----- Excerpted passage -----

Sharing my honest and imperfect writing examples helps develop trust. I invite students to share their writing with their peers and at times collaborate on assignments. This consistent sharing and collaboration help facilitate a classroom community where students feel safe sharing their ideas and enjoy working together.
These introductory writing activities also help students see themselves as writers right from the start. I design these assignments as flexible, low-stakes opportunities for success. As writing assignments become more complex throughout the school year, students move forward with confidence because they’ve already seen that they can be successful writers in our classroom.
Assignment Examples
Getting to know you paragraph: On the first day of school, I provide a list of questions that encourage students to share about themselves personally and as students. I ask them to use their answers to write a paragraph about themselves, choosing from this list of questions and sharing any additional information they’d like. This gives me instant insight about their writing style and ability as well as what they think about themselves. It also opens the door for them to share anything they’d like with me.
Here are some question examples:
- What are you looking forward to about school this year?

----- Given data -----

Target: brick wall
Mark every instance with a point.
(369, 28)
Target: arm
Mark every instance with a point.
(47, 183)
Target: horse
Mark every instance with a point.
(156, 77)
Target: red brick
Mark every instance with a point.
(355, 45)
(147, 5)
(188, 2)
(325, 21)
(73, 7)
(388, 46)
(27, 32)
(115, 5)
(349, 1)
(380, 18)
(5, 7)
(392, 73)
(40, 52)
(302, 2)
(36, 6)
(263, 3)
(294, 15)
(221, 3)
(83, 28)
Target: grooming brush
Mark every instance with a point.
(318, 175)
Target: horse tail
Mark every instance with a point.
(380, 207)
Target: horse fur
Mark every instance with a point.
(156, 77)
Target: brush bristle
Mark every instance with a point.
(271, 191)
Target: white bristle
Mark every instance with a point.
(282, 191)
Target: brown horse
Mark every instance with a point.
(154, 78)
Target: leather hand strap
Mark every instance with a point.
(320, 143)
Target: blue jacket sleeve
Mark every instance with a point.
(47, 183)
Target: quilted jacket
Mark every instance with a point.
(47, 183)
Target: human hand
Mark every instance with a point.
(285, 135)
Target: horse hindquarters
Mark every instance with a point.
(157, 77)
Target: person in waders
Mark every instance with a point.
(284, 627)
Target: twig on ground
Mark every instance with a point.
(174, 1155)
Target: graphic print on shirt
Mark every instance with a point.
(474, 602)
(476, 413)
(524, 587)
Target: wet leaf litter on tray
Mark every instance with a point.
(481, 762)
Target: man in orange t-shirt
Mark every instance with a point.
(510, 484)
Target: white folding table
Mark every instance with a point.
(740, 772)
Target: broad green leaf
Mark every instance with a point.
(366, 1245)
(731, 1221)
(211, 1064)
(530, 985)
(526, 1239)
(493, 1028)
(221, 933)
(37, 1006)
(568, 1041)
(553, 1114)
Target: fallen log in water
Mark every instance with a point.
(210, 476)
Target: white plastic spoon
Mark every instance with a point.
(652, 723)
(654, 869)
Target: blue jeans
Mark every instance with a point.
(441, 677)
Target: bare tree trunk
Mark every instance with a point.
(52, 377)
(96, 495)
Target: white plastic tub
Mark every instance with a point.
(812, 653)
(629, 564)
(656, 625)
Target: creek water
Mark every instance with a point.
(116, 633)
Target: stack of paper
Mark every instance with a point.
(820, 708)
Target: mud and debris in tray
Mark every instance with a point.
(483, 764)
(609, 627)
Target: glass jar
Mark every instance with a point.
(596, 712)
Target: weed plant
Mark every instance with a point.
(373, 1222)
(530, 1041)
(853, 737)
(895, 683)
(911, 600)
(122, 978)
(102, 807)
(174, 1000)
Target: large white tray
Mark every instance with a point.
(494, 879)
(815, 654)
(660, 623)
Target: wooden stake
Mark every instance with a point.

-----
----- Given data -----

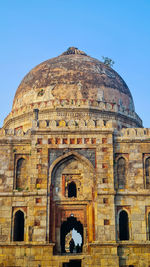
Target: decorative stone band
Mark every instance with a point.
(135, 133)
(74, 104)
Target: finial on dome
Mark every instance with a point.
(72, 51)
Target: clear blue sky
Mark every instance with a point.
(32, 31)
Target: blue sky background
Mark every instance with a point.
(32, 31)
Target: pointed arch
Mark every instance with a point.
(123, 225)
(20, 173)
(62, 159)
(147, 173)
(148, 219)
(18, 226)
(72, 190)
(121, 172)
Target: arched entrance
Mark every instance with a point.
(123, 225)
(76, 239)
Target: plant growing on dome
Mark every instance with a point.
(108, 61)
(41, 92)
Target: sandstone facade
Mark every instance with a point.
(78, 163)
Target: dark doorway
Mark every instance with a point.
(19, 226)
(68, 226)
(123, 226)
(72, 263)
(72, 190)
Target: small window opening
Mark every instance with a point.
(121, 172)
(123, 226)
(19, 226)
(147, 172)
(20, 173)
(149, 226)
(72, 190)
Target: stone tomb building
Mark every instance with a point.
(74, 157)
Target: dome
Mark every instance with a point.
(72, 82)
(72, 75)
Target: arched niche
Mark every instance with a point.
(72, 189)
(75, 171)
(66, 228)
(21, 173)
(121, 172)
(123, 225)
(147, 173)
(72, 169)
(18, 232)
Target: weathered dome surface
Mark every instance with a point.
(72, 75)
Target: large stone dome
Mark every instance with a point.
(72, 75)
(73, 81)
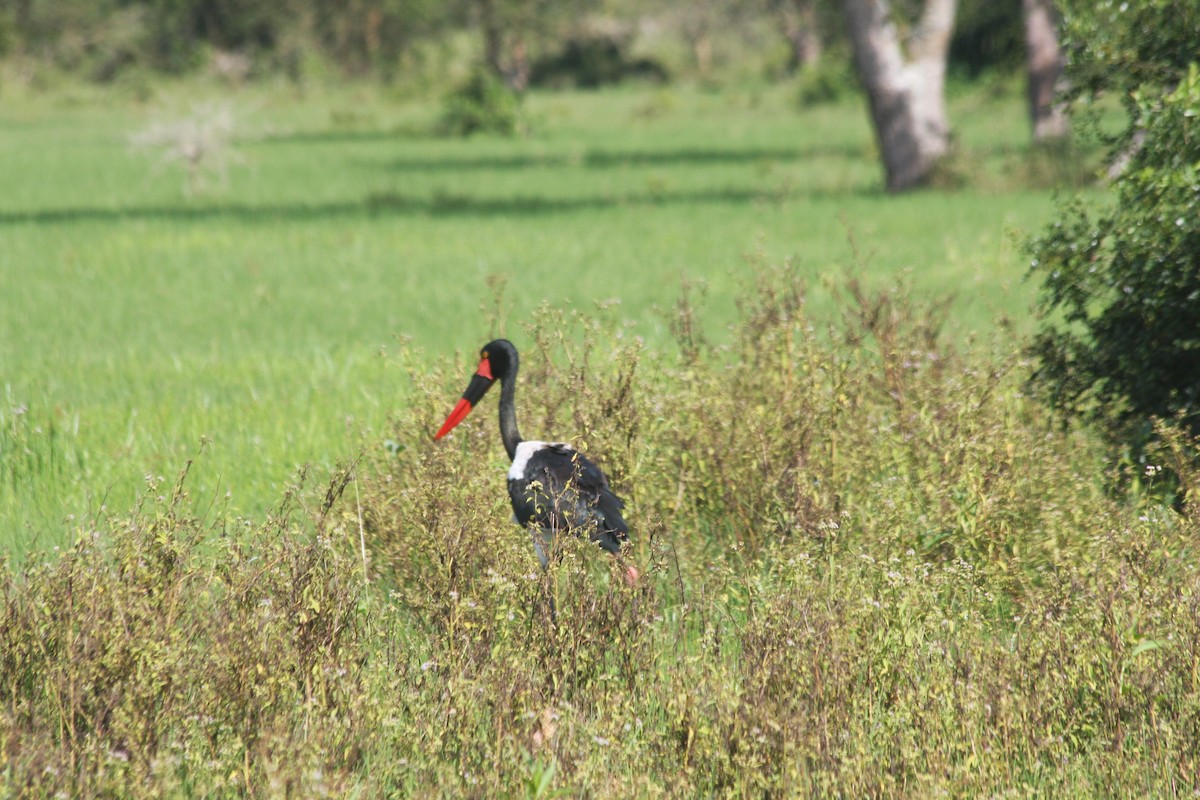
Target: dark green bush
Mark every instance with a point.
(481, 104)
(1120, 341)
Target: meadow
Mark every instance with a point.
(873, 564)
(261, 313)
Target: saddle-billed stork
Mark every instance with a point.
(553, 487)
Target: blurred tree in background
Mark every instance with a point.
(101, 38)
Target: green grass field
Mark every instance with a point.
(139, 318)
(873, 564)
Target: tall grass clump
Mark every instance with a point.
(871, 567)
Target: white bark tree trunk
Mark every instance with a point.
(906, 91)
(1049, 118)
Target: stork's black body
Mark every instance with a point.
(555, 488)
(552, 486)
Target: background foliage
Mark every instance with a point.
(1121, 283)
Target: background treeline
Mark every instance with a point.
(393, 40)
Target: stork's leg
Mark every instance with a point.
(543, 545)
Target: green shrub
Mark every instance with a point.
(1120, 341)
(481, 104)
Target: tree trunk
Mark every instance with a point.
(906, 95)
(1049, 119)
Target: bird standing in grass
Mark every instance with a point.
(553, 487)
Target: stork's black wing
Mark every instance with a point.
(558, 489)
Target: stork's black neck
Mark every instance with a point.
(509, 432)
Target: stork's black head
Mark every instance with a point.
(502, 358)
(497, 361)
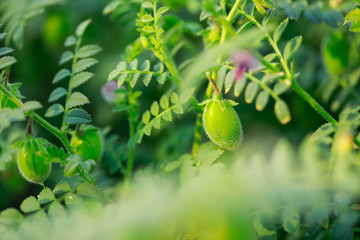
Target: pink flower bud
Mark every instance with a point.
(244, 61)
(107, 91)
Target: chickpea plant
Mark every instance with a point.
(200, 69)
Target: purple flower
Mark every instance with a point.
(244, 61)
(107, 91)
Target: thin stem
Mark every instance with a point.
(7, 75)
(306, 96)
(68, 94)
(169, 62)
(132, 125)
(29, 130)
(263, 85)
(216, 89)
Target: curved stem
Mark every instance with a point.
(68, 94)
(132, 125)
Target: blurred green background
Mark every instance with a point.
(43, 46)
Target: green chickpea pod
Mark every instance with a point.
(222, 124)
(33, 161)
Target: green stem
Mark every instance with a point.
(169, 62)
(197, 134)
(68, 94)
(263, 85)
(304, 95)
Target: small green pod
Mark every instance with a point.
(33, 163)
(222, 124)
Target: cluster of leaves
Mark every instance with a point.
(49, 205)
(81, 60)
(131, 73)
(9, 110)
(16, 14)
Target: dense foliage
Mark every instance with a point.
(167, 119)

-----
----- Given data -----

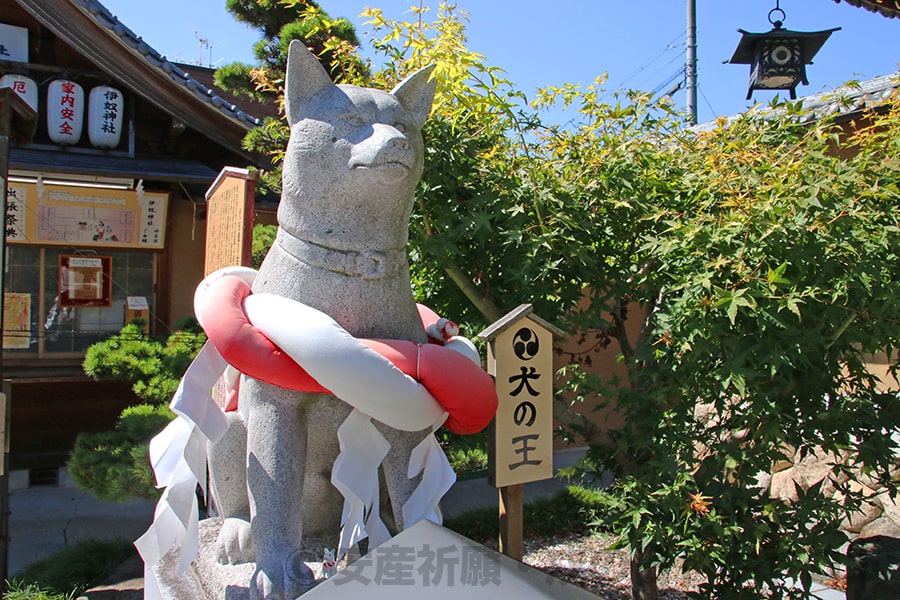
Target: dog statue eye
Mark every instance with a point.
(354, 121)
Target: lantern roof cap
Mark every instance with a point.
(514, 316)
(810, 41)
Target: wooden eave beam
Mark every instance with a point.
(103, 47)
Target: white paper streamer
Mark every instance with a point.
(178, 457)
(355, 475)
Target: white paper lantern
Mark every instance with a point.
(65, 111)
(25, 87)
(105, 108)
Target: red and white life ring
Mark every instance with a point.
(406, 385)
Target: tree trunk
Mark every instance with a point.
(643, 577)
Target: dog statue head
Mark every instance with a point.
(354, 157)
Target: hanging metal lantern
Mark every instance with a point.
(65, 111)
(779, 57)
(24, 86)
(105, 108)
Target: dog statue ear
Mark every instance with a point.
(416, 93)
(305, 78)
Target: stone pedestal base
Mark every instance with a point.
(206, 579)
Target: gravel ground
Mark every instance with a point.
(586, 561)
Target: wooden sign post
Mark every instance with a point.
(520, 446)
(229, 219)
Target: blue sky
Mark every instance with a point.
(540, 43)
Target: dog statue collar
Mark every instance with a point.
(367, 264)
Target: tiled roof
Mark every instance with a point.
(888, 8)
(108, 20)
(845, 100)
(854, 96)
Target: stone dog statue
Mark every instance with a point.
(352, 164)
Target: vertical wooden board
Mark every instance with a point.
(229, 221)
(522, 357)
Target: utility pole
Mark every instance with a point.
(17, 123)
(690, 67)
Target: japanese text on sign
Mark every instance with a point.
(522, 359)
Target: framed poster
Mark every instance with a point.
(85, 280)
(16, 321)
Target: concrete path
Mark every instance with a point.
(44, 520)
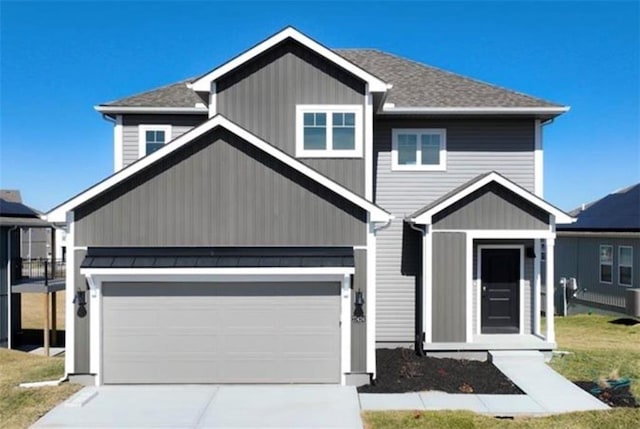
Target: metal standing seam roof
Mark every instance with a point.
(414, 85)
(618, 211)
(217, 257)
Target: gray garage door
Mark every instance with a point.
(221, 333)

-----

* Required actions:
**a)** In the passage on introductory writing activities, what does the teacher give students on the first day of school?
**b)** Extend the passage on introductory writing activities, picking up right after its final line.
None of these stored lines are needed.

* Outputs for the tasks:
**a)** A list of questions that encourage students to share about themselves personally and as students.

**b)**
- What can I do to help you be successful this year?
- What do you enjoy doing outside of school?
- What movie has moved you the most and why?
- Who is your favorite character from a book you have read, and what is it that you liked about this character?
- Do you have a personality trait that gets you in trouble? Explain.
- Would you rather be a great musician, athlete, scientist, politician, entrepreneur, or writer? Explain.
Revealing story: Students brainstorm a list of personality traits, tendencies, pet peeves, and idiosyncrasies that make them who they are. Then they choose one trait they’re comfortable sharing with their peers and write a short narrative that describes a time in their life that reveals that chosen trait. Their story should showcase the trait without stating it explicitly. I invite students to share their stories and ask other students to guess what personality trait the writer is highlighting.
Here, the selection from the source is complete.